▶ _Excerpt provided_:
--- START ---
Thursday, January 7, 2021

The Last Two Weeks Begin with an Attempt on the End

   

Thoughts on Trump's Self-Coup Attempt, Colored by Latin America

Armed police take positions as mob assaults U.S. Congress


     President Trump tried something they would call an autogolpe, a self-coup, in the "banana republics" of Latin America  -- a despicable term used by arrogant Americans once unfamiliar with coups at home. I covered the region for more than three decades and saw such maneuvers up close.  The action means the chief of state forcibly eliminates the power of the legislative branch of the government so he (yes, generally a he) can rule alone, or with lackeys and lawmakers answerable only to him. 

    At a rally in front of the White House, Trump baptized followers as shock troops and sent them forth to assault the U.S. Capitol as Congress met to formally seal the results of Joe Biden's election. Like everyone else, I was glued to television, radio and the internet as the spectacle that rocked my country unfolded, as Trump's troops occupied the Congress, as hundreds of elected officials cowered in justifiable fear for their lives or stepped fast to secret locations. Late in the day, I re-ran the Trump rally online. The center seemed to be holding and I wanted to know what kind of talk would move thousands to violate the law, history, decency, the Constitution. And anyway, who could sleep? Researching a book I wrote on World War II in Latin America, I had spent countless hours watching and listening to videos and recordings of that era's fascists.  Trump's echo of those voices, and their distortion of history, was overwhelming, like a match on kindle.
--- END ---
▶ _Requirement A_: In the commentary on Trump's self-coup attempt, list everything the author says the rally's talk moved thousands to violate.
▶ _Requirement B_: Continue the commentary on Trump's self-coup attempt from its final sentence.

▶ _Data provided_:
--- START ---
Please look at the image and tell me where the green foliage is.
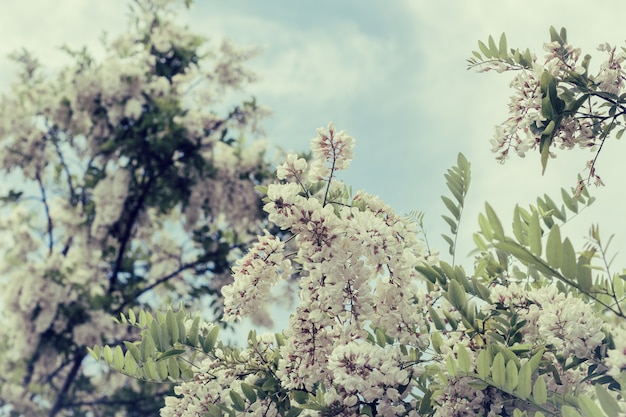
[441,153,471,263]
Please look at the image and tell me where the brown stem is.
[48,351,85,417]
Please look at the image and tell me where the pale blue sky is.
[0,0,626,264]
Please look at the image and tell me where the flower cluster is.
[0,0,269,415]
[167,124,428,416]
[492,283,605,359]
[470,28,626,188]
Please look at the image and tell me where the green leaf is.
[561,238,578,280]
[491,353,506,388]
[102,345,113,365]
[448,280,467,314]
[230,390,246,411]
[485,203,504,240]
[156,349,185,362]
[149,320,167,352]
[359,404,374,417]
[113,345,124,371]
[139,310,152,327]
[155,361,168,381]
[124,341,141,362]
[446,355,456,378]
[578,395,604,417]
[613,274,624,299]
[528,209,541,256]
[441,216,458,234]
[124,350,137,376]
[576,253,593,291]
[167,356,180,381]
[478,349,491,379]
[241,382,258,404]
[441,195,461,221]
[488,35,500,58]
[292,390,309,404]
[128,309,137,324]
[517,362,532,399]
[87,345,102,361]
[202,325,220,353]
[375,327,387,347]
[457,345,472,373]
[513,205,528,245]
[504,361,519,392]
[594,384,621,417]
[478,41,491,58]
[187,316,200,347]
[165,310,180,344]
[498,32,509,60]
[546,225,563,269]
[561,405,580,417]
[478,213,493,241]
[142,359,161,381]
[561,188,578,214]
[533,375,548,405]
[139,331,157,361]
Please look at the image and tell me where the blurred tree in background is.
[0,0,269,416]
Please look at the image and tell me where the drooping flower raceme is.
[163,124,428,416]
[469,28,626,191]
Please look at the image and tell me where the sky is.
[0,0,626,266]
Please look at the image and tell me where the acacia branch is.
[48,352,85,417]
[35,170,54,255]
--- END ---
▶ _Response box A_: the law, history, decency, the Constitution

▶ _Response box B_:
    In an autogolpe I covered in Guatemala in 1993, the big question for hours was whether the military would back the president, or the Constitution. (The military was split, but under U.S. Embassy pressure, the key elements eventually stood against the president.) For hours in Washington during Trump's self-coup,  which side the armed authorities were taking wasn't clear either -- police sometimes seemed to facilitate the insurrectionists, or appear passive, and only after agonizing hours did a few authorities -- absent Trump -- find backbones and call in the National Guard. The casualties in Washington could have been worse. The White Supremacist Proud Boys leader had been arrested a couple of days earlier on the way into D.C., long guns and bumpstocks confiscated.  Two IEDs planted on Capitol grounds, the kind of weapon that has killed more than 2,000 GIs in Iraq and Afghanistan, were disarmed before they could explode.

The self-serving resignations of Trump's administration enablers has begun, but many remain, and even after the mayhem, more than half of the Republican members of Congress were willing to go along with delaying the formality of saying yes, Biden won. (Their moves lost.)  I have not been able to travel to work in Latin America since the COVID lockdown began, but the region's worst days in my memory feel close by. It is going to be a long two weeks.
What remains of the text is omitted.